#### PROBLEM REQUIREMENTS:
The output should consist solely of the lines running from the one that contains "point: dense foliage" through the end of the records below, copied exactly.
DATA SHOWN START
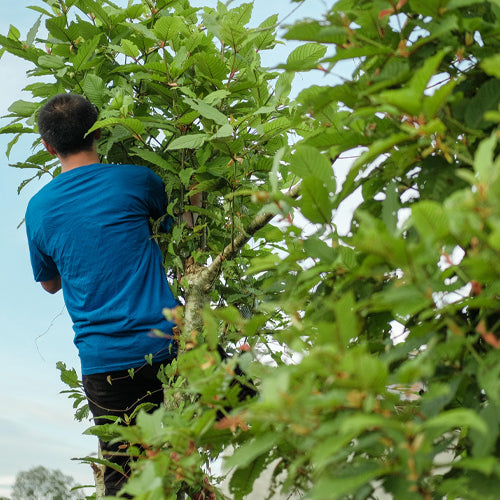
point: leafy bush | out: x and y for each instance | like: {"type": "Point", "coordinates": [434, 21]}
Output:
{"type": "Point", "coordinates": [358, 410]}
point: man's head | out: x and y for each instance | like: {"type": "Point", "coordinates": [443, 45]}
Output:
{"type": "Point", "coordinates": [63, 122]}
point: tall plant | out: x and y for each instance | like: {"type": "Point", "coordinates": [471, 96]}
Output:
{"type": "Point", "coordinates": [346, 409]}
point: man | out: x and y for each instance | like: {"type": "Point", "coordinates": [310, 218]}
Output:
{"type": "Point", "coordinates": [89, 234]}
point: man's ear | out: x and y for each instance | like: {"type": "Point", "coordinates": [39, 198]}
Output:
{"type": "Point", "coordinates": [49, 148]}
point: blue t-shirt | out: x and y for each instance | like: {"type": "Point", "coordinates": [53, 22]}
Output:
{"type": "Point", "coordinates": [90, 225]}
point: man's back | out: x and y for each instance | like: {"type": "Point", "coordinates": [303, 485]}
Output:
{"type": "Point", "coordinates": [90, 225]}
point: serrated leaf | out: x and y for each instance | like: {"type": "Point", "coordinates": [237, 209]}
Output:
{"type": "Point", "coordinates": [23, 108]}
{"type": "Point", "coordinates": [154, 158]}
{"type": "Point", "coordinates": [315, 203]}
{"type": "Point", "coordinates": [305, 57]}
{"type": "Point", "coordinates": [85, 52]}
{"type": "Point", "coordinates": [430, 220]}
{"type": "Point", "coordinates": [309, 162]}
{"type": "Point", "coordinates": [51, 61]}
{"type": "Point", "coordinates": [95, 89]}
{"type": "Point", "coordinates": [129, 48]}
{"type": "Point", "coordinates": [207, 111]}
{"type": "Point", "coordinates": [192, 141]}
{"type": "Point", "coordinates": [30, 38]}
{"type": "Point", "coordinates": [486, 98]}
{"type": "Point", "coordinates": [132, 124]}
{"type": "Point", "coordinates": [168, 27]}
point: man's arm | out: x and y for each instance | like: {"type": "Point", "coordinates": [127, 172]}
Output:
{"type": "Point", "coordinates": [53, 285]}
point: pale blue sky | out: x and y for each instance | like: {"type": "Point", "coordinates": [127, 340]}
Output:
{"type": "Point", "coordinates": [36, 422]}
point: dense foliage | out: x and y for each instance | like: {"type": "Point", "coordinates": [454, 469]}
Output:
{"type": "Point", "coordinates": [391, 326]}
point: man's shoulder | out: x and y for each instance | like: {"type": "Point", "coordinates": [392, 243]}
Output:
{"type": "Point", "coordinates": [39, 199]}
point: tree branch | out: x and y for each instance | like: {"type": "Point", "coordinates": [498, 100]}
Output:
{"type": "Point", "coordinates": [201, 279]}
DATA SHOWN END
#### COMPLETED EXERCISE:
point: dense foliage | out: x and y for each instance | like: {"type": "Point", "coordinates": [454, 469]}
Output:
{"type": "Point", "coordinates": [391, 326]}
point: man's shoulder | out: x and y for each instance | like: {"type": "Point", "coordinates": [392, 243]}
Output:
{"type": "Point", "coordinates": [39, 199]}
point: tree branch | out: x and y for each instance | like: {"type": "Point", "coordinates": [498, 100]}
Output:
{"type": "Point", "coordinates": [201, 279]}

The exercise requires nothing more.